--- Collected data ---

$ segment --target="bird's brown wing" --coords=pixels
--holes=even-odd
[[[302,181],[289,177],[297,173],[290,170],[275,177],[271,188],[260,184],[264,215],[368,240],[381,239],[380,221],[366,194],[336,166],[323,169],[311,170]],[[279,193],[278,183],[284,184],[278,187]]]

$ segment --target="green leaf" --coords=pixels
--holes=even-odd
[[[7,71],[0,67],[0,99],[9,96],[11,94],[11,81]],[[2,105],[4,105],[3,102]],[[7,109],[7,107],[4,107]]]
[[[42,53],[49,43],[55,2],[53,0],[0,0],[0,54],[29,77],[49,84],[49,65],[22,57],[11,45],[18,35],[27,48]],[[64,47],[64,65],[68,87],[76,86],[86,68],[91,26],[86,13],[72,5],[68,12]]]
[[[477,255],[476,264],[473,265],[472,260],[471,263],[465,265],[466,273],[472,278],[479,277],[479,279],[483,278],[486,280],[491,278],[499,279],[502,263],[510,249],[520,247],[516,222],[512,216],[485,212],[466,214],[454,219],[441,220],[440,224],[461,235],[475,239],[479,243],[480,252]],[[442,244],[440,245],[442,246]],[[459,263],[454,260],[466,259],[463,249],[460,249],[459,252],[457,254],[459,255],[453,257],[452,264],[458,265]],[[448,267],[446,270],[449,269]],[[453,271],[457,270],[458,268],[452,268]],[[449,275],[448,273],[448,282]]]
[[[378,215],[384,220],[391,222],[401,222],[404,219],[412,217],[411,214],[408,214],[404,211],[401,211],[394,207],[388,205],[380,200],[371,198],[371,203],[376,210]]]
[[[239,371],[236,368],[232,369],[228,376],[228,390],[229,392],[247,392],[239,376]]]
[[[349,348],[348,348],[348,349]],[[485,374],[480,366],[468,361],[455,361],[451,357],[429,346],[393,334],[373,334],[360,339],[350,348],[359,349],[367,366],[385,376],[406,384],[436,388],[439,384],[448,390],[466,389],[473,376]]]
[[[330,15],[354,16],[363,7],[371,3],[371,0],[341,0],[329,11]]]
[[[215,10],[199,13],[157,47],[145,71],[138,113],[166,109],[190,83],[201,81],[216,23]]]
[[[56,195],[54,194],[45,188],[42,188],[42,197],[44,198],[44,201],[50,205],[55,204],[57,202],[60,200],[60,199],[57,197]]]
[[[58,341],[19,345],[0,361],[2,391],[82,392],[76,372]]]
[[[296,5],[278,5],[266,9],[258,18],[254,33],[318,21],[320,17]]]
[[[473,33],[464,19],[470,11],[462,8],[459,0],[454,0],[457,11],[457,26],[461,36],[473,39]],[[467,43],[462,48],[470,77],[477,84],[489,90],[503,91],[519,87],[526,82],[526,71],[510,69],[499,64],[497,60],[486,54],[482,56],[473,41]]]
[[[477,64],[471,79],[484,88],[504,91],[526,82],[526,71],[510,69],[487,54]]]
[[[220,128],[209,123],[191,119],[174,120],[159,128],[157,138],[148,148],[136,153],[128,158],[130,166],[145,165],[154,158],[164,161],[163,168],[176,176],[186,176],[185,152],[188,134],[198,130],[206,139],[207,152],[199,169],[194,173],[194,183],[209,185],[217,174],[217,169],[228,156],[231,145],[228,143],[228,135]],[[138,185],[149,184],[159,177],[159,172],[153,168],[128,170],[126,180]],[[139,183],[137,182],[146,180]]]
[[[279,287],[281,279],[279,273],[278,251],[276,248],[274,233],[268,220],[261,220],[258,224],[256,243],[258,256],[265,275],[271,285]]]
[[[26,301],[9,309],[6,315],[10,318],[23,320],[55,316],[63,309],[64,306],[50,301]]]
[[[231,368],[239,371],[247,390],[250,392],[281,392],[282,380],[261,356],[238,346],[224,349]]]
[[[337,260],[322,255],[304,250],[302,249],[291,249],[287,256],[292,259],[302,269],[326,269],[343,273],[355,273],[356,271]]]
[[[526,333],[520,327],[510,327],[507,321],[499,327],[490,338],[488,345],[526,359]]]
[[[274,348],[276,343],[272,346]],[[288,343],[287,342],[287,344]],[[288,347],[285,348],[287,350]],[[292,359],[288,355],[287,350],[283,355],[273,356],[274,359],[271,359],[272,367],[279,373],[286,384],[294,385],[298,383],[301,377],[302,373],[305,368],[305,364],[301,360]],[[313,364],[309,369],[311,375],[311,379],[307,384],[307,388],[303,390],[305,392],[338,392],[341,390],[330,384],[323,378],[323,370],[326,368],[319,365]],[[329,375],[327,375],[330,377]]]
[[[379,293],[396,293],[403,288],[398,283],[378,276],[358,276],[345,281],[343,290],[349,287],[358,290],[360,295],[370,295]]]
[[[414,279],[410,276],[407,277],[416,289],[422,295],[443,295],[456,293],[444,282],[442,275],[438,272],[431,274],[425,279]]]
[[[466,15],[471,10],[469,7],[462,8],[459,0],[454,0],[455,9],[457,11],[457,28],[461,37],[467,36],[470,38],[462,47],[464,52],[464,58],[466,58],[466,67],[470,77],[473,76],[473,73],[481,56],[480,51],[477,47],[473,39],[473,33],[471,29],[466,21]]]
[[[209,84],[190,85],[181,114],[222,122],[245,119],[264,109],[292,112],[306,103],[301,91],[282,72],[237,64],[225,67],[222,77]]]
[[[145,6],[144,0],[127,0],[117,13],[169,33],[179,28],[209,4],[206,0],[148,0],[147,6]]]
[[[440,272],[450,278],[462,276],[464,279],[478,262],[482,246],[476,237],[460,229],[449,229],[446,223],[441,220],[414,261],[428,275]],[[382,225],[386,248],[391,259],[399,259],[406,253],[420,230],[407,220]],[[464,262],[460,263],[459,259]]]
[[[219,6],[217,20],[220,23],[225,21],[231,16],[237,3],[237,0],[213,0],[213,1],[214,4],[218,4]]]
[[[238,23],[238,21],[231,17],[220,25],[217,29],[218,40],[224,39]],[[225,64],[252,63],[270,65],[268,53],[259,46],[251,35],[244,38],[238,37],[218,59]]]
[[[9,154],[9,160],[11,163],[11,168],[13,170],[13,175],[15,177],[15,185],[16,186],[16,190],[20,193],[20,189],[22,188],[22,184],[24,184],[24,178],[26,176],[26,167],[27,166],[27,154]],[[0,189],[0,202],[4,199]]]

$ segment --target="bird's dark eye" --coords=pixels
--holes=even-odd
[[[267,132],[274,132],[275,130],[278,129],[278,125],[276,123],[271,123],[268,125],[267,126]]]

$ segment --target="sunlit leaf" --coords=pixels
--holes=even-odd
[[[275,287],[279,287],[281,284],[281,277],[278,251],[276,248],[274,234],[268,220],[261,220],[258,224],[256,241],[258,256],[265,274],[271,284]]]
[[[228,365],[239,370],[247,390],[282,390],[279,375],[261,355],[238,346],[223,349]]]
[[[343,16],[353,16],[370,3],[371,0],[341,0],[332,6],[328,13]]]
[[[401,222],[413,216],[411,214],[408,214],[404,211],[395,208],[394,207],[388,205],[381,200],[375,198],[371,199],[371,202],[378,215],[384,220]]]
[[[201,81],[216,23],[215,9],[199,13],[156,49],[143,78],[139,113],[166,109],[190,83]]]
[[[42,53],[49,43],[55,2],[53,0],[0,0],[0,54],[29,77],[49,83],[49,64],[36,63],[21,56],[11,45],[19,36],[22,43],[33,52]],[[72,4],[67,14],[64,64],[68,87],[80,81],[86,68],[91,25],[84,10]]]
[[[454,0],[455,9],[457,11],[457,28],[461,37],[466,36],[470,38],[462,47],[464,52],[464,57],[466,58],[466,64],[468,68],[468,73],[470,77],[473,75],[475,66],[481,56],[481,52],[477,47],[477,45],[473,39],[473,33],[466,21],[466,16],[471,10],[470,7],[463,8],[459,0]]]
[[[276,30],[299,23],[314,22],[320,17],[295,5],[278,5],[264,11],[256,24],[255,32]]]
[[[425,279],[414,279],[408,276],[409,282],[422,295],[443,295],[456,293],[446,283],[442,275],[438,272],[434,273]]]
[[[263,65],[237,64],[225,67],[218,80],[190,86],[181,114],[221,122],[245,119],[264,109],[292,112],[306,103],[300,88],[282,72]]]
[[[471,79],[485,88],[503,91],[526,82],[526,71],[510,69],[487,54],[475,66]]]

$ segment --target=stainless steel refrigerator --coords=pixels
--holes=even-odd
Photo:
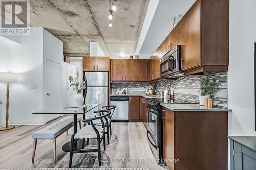
[[[92,113],[101,106],[108,105],[109,72],[85,71],[84,75],[86,86],[84,93],[85,104],[101,104],[99,108],[91,112]]]

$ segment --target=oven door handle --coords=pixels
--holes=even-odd
[[[170,68],[169,61],[171,59],[171,58],[173,60],[173,63],[174,63],[174,57],[171,55],[170,56],[170,57],[168,59],[168,68],[169,68],[170,71],[173,71],[173,69],[174,69],[174,64],[173,64],[173,68]]]
[[[146,109],[148,111],[149,111],[151,113],[154,113],[154,114],[156,114],[156,115],[157,114],[157,112],[156,111],[152,110],[151,108],[149,108],[148,107],[146,108]]]
[[[150,140],[150,137],[148,137],[149,133],[150,133],[150,132],[147,131],[146,131],[146,136],[147,137],[148,140],[150,141],[150,143],[154,147],[154,148],[156,148],[156,149],[157,149],[157,147],[156,146],[156,145],[155,144],[154,144]]]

--- Exercise requirements ---
Give back exactly the lines running from the line containing "door handle --coords=pixels" through the end of the material above, both included, and nothing beyond them.

--- Result of this exercise ---
$ segment --target=oven door handle --coords=pixels
--holes=even-odd
[[[170,68],[169,61],[171,59],[171,58],[173,60],[173,63],[174,63],[174,57],[171,55],[170,56],[170,57],[168,59],[168,68],[169,68],[170,71],[173,71],[173,69],[174,69],[174,64],[173,64],[173,68]]]
[[[146,109],[148,111],[149,111],[151,113],[154,113],[154,114],[156,114],[156,115],[157,114],[157,112],[156,111],[152,110],[151,108],[149,108],[148,107],[146,108]]]
[[[150,140],[150,137],[148,137],[149,133],[150,133],[150,132],[147,131],[146,131],[146,136],[147,137],[148,140],[150,141],[150,143],[154,147],[154,148],[156,148],[156,149],[157,149],[157,147],[156,146],[156,145],[155,144],[154,144]]]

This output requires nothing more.